> WRITTEN REQUEST:
Find the line containing "For each instance of the skater's gloved" in the material below; copy that line and all following lines exactly.

> RECORDS FOR THIS TASK:
⟨
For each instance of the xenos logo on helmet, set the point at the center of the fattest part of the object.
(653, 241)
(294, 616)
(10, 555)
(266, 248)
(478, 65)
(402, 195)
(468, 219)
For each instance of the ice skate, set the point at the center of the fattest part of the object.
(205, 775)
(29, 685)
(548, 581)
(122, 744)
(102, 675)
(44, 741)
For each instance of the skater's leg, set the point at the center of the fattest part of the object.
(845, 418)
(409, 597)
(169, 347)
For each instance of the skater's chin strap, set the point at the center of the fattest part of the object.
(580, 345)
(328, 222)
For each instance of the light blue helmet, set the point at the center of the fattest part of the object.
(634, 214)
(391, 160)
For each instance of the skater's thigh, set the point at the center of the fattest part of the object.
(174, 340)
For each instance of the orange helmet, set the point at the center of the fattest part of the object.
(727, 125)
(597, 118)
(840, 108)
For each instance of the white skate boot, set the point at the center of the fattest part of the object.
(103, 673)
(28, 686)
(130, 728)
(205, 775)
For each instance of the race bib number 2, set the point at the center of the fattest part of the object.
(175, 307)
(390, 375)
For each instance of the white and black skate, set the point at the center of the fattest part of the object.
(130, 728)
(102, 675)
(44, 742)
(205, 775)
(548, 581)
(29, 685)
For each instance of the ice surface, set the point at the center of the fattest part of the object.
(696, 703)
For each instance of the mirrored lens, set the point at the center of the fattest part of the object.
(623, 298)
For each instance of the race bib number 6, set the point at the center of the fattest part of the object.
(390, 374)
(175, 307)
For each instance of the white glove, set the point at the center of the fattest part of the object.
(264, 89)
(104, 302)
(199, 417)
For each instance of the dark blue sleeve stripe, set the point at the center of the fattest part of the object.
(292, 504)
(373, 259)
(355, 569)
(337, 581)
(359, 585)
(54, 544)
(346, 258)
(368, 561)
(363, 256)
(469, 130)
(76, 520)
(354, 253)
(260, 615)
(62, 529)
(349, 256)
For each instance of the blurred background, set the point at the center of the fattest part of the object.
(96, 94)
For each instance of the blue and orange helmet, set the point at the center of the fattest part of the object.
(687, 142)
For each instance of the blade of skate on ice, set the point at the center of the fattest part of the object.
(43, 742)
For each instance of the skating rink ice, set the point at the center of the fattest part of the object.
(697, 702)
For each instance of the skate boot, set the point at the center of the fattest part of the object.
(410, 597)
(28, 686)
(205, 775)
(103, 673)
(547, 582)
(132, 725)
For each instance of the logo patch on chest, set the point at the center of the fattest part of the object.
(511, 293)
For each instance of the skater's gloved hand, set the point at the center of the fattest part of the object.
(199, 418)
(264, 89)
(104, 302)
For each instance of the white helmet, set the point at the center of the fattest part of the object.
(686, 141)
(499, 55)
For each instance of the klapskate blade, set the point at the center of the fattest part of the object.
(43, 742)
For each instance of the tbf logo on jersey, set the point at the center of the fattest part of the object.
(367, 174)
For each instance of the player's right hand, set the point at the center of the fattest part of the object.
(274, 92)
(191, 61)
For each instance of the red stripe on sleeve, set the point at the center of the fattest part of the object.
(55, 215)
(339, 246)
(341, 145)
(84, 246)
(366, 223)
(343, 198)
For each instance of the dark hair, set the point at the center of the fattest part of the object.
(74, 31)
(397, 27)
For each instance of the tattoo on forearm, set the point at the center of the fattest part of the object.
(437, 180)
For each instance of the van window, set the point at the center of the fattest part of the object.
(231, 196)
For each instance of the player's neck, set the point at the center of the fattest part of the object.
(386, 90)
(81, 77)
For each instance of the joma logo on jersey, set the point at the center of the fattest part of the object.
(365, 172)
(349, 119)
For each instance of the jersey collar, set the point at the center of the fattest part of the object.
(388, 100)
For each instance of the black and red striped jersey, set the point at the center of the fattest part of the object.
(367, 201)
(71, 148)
⟩
> WRITTEN REPLY:
For each instance of the skater's gloved hand, set the point at the center of the fattest part of the object.
(199, 418)
(264, 89)
(104, 302)
For each instance of the white helmet, set the point at the center of the fattest part of the object.
(686, 141)
(499, 55)
For each instance of the klapskate blade, set the point at the center of the fattest part of the object.
(43, 742)
For each instance of the tbf logo on jersey, set the point at the center of the fattest part of the object.
(367, 174)
For each instance of the player's right hand, set the point at the center of the fattest part of the object.
(274, 92)
(191, 61)
For each instance of the red stripe on sleeve, set the point at the center of the fattest part of the object.
(55, 215)
(339, 246)
(341, 145)
(84, 246)
(366, 223)
(343, 198)
For each instance of the dark hair, set the point at the center of the fattest part of the object.
(74, 31)
(397, 27)
For each instance of the tattoo on forearm, set the point at the center of the fattest part of the object.
(437, 180)
For each instance of the van window, set the point at the center of the fattest part of the object.
(231, 196)
For each instance of the player's neck, set the point at the center of the fattest part of the object.
(386, 90)
(81, 77)
For each instance of the joma logo on jersey, set the point at the center of the fattest part of the object.
(365, 172)
(349, 119)
For each instance of the jersey collar, set the point at the center of the fattest part of the object.
(388, 100)
For each instance of the black and red striped jersey, set the point at the center of the fattest part of the object.
(367, 201)
(71, 148)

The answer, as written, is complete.